> _WRITTEN REQUEST 1_: In the text on tablets and magazine publishing, rewrite the part between "Thinking that tablets" and "hype in ’10.", inclusive, swapping "television" for "cinema".
> _WRITTEN REQUEST 2_: According to the text on tablets and magazine publishing, how much has the writer read that Gawker pays its writers for each post?

> _PASSAGE TO READ_:
I find this concept demo both beautiful & technically impressive:
I have a very hard time thinking, however, that this represents the future of magazine publishing–any more than that such rich short films would take over the magazine world via CD-ROMs.
Sure, hardware’s better and the delivery pipe is fatter, but the cost of producing something visually beautiful & creative remains (and will remain) much higher than shoving text into a template. When moving content online, publishers often trade dollars for pennies, and even high profile sites grind out content for a pittance (e.g. I’ve read that Gawker pays its writers $12 per post).
Then there’s the question of audience demand–especially in terms of increased willingness to pay. If people want this kind of richness, why isn’t it all over the Web right now? I worked on rich, interactive narratives on Urban Desires, a side venture at my old Web agency, more than 10 years ago. All that graphical cleverness came and went, replaced by simple content management systems that enable quick sharing of text & images.
Thinking that tablets will change everything makes me remember an article in The Onion’s Our Dumb Century, ostensibly written in the late 40’s. It breathlessly trumpeted how the new marvel of television would revolutionize society for the better (“Every man a professor!”)–not like that tawdry, shallow radio and those filthy newspapers and books. No, this time everything would be different… It was a great satire of dotcom hype in ’99 and remains a good corrective to tablet hype in ’10.
Believe me, I’m very excited about tablets (counting the days), and I think you’ll really dig how forthcoming Adobe tools will make it much easier (and thus more cost-effective, and thus more plausible) to add richness to content. I just think we’d do well to keep our expectations realistic.
I personally find these pretty close to animated DVD-Menus. Every DVD nowadays seems to have an animated menu, but sometimes i just think “I’d trade this 13 second menu-switch for a simpler menu” because sometimes it’s just annoying.

(Entries for pointing and labeling)
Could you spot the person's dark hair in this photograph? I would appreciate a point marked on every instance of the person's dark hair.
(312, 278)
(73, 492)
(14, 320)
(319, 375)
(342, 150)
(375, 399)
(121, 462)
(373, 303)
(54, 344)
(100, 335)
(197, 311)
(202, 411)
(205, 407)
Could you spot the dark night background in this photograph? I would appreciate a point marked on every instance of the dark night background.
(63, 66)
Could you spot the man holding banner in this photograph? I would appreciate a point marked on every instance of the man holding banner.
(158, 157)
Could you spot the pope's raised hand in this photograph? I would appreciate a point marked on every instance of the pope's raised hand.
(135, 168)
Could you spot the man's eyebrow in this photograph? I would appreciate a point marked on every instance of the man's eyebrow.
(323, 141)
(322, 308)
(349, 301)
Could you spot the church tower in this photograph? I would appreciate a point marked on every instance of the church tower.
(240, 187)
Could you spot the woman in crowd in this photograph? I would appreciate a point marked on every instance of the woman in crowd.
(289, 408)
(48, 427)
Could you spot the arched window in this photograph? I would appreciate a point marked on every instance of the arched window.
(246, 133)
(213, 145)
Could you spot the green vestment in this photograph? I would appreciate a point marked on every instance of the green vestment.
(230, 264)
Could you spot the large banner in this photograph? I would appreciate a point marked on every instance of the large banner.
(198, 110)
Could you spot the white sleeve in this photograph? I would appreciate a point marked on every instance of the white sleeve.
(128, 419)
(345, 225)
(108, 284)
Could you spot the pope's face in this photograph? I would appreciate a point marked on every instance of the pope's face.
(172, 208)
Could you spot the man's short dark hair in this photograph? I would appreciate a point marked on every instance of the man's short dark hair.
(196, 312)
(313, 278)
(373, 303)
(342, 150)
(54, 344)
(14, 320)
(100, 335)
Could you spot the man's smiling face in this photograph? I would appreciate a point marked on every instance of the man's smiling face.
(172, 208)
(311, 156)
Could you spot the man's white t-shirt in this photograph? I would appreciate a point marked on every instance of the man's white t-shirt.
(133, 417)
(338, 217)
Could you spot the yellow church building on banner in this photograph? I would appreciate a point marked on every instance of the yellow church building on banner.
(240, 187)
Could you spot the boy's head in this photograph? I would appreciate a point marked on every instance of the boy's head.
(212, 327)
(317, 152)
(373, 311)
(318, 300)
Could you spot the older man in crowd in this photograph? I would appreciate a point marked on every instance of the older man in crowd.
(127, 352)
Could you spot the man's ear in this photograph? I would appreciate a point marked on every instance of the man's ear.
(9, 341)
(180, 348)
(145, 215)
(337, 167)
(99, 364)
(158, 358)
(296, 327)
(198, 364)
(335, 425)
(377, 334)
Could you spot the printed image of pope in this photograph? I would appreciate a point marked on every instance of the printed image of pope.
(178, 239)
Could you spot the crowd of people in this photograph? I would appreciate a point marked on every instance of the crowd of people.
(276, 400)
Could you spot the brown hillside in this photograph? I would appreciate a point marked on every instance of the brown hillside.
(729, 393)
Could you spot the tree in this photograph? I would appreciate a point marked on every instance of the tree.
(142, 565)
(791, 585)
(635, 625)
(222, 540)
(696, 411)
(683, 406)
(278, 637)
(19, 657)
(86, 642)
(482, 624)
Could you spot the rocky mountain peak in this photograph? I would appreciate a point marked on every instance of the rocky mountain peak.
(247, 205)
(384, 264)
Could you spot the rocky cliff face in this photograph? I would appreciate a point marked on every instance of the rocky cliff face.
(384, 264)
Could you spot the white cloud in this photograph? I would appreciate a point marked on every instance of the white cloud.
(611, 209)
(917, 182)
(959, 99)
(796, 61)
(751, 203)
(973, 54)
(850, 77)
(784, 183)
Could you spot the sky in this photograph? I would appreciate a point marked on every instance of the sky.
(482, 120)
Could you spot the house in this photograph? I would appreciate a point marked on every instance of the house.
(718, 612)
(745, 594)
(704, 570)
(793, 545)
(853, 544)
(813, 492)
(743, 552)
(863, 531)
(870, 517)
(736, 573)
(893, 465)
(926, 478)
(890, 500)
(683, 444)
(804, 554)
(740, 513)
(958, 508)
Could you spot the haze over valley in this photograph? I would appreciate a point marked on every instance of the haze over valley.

> _EXERCISE SOLUTION 1_:
Thinking that tablets will change everything makes me remember an article in The Onion’s Our Dumb Century, ostensibly written in the late 40’s. It breathlessly trumpeted how the new marvel of cinema would revolutionize society for the better (“Every man a professor!”)–not like that tawdry, shallow radio and those filthy newspapers and books. No, this time everything would be different… It was a great satire of dotcom hype in ’99 and remains a good corrective to tablet hype in ’10.

> _EXERCISE SOLUTION 2_: $12 per post.